--- START Dataset extract ---
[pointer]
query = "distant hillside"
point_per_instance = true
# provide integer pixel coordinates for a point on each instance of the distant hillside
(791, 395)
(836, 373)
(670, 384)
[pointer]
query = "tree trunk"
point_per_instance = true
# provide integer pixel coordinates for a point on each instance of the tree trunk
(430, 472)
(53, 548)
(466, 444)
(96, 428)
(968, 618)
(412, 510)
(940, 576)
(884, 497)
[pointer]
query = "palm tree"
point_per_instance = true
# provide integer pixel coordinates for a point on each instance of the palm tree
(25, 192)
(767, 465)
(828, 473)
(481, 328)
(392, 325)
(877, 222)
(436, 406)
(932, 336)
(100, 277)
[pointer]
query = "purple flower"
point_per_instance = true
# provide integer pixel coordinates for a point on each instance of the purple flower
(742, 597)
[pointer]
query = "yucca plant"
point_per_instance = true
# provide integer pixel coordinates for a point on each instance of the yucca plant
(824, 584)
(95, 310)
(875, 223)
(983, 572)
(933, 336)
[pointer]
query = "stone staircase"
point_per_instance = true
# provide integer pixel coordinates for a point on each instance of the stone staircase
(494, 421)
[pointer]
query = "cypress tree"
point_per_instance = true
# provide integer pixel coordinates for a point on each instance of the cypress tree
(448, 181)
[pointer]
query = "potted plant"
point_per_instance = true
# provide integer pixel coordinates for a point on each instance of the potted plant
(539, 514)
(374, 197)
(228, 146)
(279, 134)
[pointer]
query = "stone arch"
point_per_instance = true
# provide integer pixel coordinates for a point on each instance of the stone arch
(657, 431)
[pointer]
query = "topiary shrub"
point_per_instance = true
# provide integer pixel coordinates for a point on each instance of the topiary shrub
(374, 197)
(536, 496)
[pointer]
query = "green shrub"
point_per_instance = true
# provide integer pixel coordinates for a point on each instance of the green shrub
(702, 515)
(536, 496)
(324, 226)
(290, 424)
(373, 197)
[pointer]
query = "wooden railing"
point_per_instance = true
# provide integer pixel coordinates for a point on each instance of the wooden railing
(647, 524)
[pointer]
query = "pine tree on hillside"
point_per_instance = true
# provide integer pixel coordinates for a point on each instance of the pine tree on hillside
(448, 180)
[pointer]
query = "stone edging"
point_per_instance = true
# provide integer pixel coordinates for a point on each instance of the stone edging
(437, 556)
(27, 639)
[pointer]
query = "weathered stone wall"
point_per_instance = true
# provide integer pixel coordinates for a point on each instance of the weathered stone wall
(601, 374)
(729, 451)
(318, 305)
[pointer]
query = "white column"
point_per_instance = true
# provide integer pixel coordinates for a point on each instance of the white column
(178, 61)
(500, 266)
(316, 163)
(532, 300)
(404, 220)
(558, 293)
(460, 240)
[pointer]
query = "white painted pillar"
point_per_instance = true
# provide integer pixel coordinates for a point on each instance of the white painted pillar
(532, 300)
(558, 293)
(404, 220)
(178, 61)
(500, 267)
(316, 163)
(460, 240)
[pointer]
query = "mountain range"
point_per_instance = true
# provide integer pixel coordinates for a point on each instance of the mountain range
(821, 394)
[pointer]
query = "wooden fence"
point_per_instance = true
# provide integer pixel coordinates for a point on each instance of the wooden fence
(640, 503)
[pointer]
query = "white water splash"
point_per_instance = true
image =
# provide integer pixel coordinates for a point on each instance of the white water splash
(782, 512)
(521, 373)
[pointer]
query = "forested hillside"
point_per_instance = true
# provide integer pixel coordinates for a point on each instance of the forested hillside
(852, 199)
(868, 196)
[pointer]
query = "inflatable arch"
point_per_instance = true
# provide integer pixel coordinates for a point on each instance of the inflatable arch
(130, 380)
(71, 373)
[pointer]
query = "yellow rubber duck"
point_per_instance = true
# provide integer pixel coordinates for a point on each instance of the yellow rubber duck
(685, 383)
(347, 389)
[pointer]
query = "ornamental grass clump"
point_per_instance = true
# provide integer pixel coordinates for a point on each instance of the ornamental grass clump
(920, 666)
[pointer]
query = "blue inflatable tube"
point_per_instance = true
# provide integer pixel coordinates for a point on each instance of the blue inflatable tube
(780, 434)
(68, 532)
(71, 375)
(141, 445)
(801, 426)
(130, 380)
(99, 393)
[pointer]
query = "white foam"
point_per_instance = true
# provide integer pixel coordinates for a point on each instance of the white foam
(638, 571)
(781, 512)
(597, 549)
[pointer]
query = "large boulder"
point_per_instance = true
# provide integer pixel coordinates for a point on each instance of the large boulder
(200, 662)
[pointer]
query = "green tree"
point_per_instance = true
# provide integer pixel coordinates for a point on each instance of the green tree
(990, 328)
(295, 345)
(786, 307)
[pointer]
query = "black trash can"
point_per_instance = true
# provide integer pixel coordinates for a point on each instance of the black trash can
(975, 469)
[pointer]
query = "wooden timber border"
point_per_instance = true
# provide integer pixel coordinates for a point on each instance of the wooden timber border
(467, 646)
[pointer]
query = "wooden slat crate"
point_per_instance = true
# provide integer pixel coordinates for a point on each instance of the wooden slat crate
--- END Dataset extract ---
#### Your goal:
How many lines in the items above contain the word "green"? Reply with the number alone.

#### Exercise solution:
4